(Goal of the exercise)
From the listing below, reproduce word for word the part that opens with the line containing "FIND: blurred green background" and closes with the line containing "FIND: bird's foot"; reproduce nothing else.
---------------
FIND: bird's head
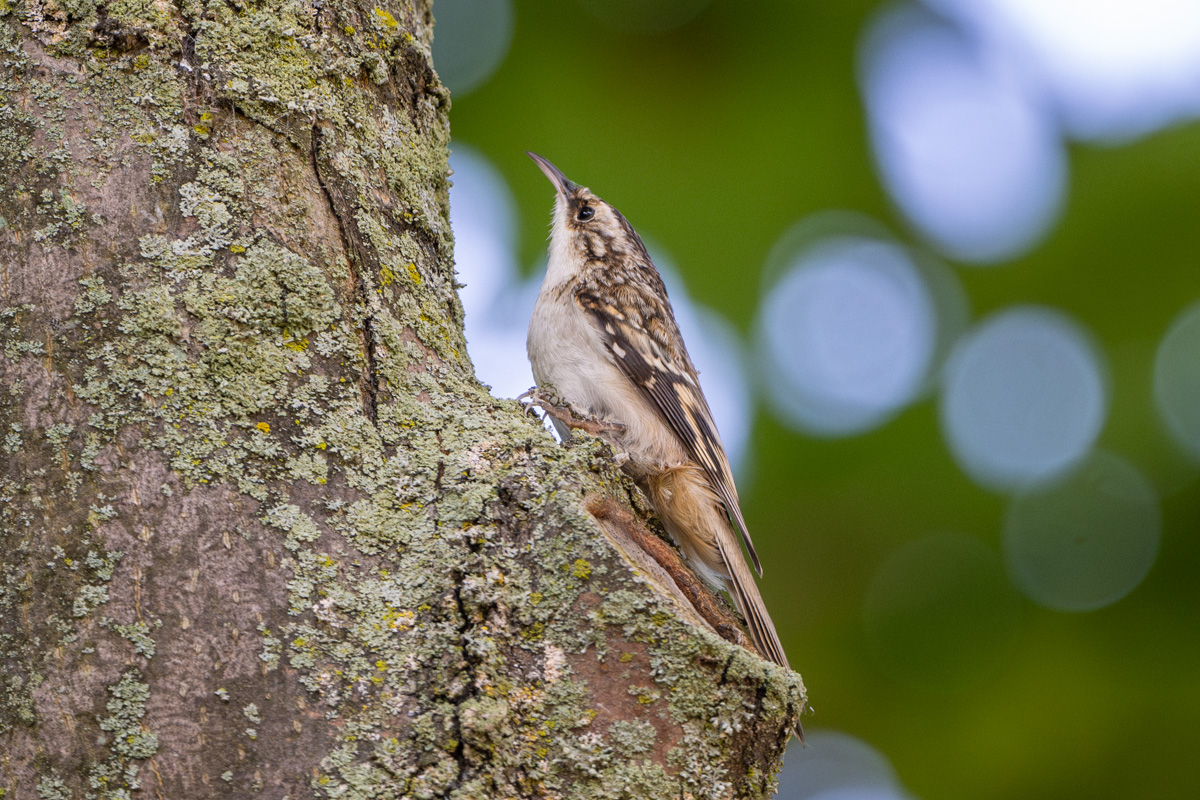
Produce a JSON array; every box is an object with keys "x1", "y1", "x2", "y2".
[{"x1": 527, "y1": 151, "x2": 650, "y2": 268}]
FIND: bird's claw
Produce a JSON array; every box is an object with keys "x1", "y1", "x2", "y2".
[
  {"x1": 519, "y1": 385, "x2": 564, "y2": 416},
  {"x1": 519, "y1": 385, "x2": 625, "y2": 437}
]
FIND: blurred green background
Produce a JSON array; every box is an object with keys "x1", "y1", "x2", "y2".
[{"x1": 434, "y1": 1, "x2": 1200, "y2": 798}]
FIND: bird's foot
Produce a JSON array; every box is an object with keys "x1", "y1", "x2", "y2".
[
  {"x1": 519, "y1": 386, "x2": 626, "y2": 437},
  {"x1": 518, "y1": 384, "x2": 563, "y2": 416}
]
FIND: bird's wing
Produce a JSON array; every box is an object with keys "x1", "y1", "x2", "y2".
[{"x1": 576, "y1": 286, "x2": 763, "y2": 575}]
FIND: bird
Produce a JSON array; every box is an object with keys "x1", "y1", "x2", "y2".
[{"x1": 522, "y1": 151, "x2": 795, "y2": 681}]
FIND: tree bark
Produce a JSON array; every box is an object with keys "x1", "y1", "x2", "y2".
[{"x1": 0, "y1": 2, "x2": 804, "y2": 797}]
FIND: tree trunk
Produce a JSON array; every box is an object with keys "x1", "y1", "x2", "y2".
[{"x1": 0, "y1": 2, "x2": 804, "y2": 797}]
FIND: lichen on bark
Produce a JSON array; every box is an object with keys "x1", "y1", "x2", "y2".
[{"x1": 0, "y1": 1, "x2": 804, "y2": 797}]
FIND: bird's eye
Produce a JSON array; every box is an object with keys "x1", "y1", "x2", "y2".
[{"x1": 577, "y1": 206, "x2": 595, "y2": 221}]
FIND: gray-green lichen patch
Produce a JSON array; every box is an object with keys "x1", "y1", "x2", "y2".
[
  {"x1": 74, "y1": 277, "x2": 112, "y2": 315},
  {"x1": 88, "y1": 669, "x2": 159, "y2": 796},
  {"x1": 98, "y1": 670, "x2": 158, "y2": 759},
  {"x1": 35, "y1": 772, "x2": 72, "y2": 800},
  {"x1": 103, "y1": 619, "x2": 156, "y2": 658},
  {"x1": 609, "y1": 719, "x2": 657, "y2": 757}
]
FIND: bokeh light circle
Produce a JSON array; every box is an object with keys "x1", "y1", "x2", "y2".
---------------
(Output for this task)
FIND: blurred green background
Produce a JSON array; every box is an object with keys "x1", "y1", "x2", "y2".
[{"x1": 434, "y1": 1, "x2": 1200, "y2": 798}]
FIND: bird's foot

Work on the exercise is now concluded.